課題 1 =
国民年金についての本文によると、国民年金保険料の未納率はどの程度ですか。
課題 2 =
国民年金についての本文は、保険料を「はらったほうが得」だとしています。その理由を本文に沿って1〜3文で説明してください。
課題 3 =
国民年金についての本文を、最後の文の後から書き継いでください。

これを見てもピンと来ない人が多いでしょう。たしかに「国民年金は支払い額の1.5倍受け取れる」というのが厚生労働省の説明です。あなたが1年間にはらう国民年金保険料が20万円だとすると、年金は平均30万円受け取れます(社会全体の支給額を被保険者数で割った額)。

しかしその半分(15万円)は税金で、残りが社会保険料です。つまりあなたのはらった国民年金保険料20万円のうち、15万円しか返ってこないのです。それなら年金保険料をはらうのはばからしいと思って、はらわない人も増えています。国民年金保険料の未納率は、40%を超えています。

でもこれは損です。年金保険料をはらわないと年金がもらえません。その半分は次の世代が税金として負担するので、はらったほうが得です。年金はお年寄りのもらう年金の負担を若者に押しつけるネズミ講になっているのです。

ネズミ講は普通の人がやると犯罪ですが、政府がやると賦課方式という立派な名前がついています。これは親ネズミに対して子ネズミが多いとうまく行くのですが、少子化で子ネズミがへってくると、若者の負担が増えて制度がもたない。40%以上が年金保険料をはらわないと、年をとったら生活保護を受けるしかなく、国民年金は崩壊します。

サラリーマンは国民年金以外にも、厚生年金や健康保険など多くの社会保険料をはらっているので、この負担を国民全体で合計すると、上の図のように不公平は非常に大きくなります。よい子のみなさんは、1億円損する制度を守るために税金をはらってくれるでしょうか?

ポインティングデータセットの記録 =

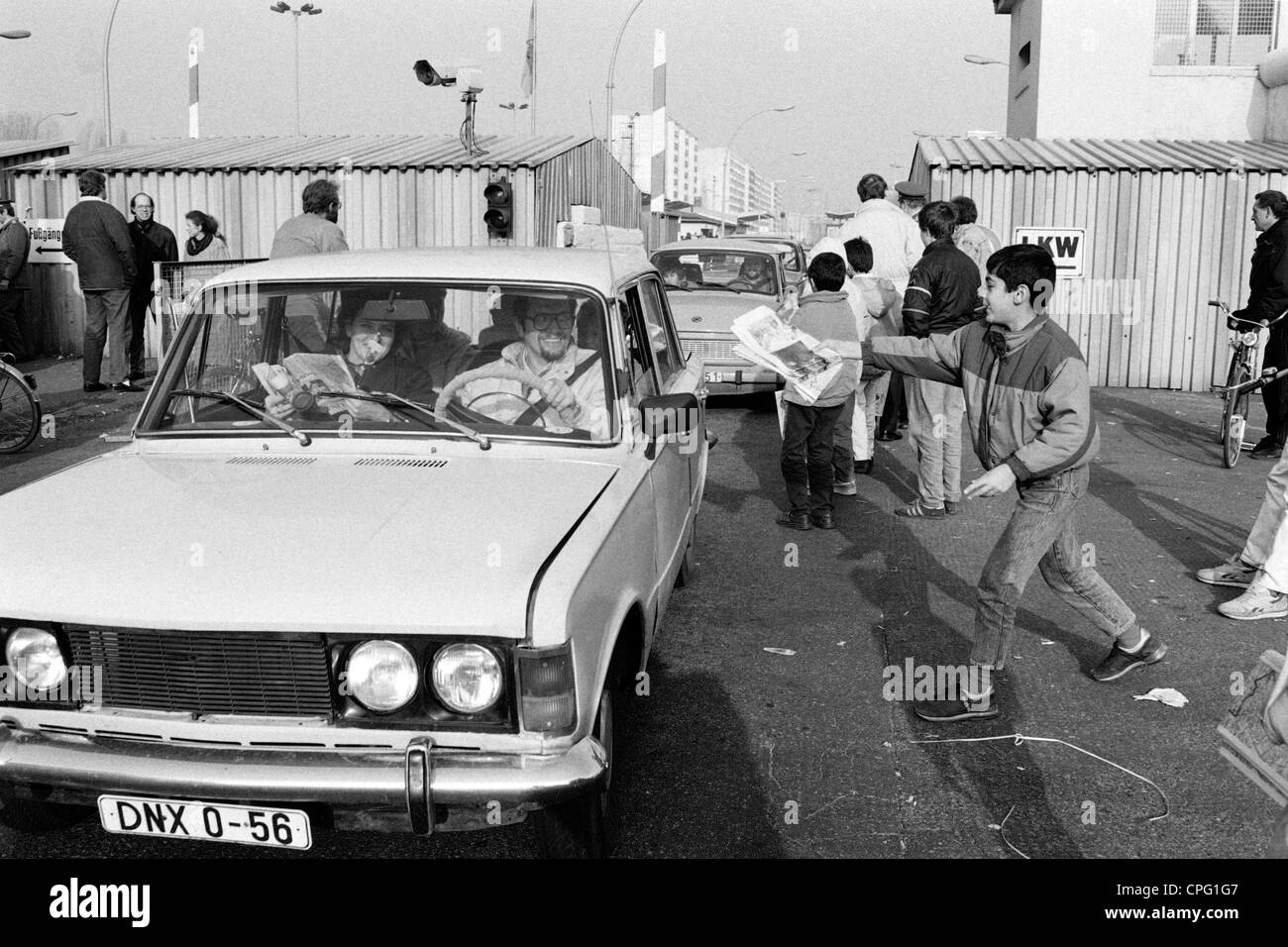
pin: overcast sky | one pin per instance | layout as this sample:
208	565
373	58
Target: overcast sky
862	73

正解 1 =
国民年金保険料の未納率は40%を超えています。

正解 2 =
年金保険料をはらわないと、年金がもらえないからです。また、受け取る年金の半分は次の世代が税金として負担するので、はらったほうが得になります。

正解 3 =
世代間格差はしょうがないのか

これに対して、世代間格差は問題ではないという人もいます。社会保障は「社会全体の助け合い」だから、個人ベースでみると損得が出るのはしょうがない、というのが厚労省の年金マンガの主張です。政府も世代間格差があることは認めていますが、それしか方法がないといっているのです。

年金マンガ(厚労省)

そうでしょうか。これは社会保障の目的をどう考えるかによります。年金を「助け合い」ではなく「長生き保険」と考えると、積立方式で個人の積み立てた年金を老後に自分で引き出す方式が合理的です。これは貯金と同じなので損も得もありませんが、公的年金として運営する意味はありません。

社会保障の目的が最低限度の生活保障だとすると、65歳以上になったら一律に年金をはらう制度はおかしい。大金持ちのお年寄りもいれば貧しい若者もいるので、年齢とは無関係に最低所得を保障するベーシックインカムのほうが合理的ですが、これは莫大な財源が必要です。

社会保障は毎年120兆円のお金が動く巨大なビジネスなので、少しでも変えるのは大変ですが、これから超高齢社会になる日本で、世代間格差が深刻になることはまちがいありません。今からよい子のみなさんが社会保障のしくみについて考えても、早すぎることはないと思います。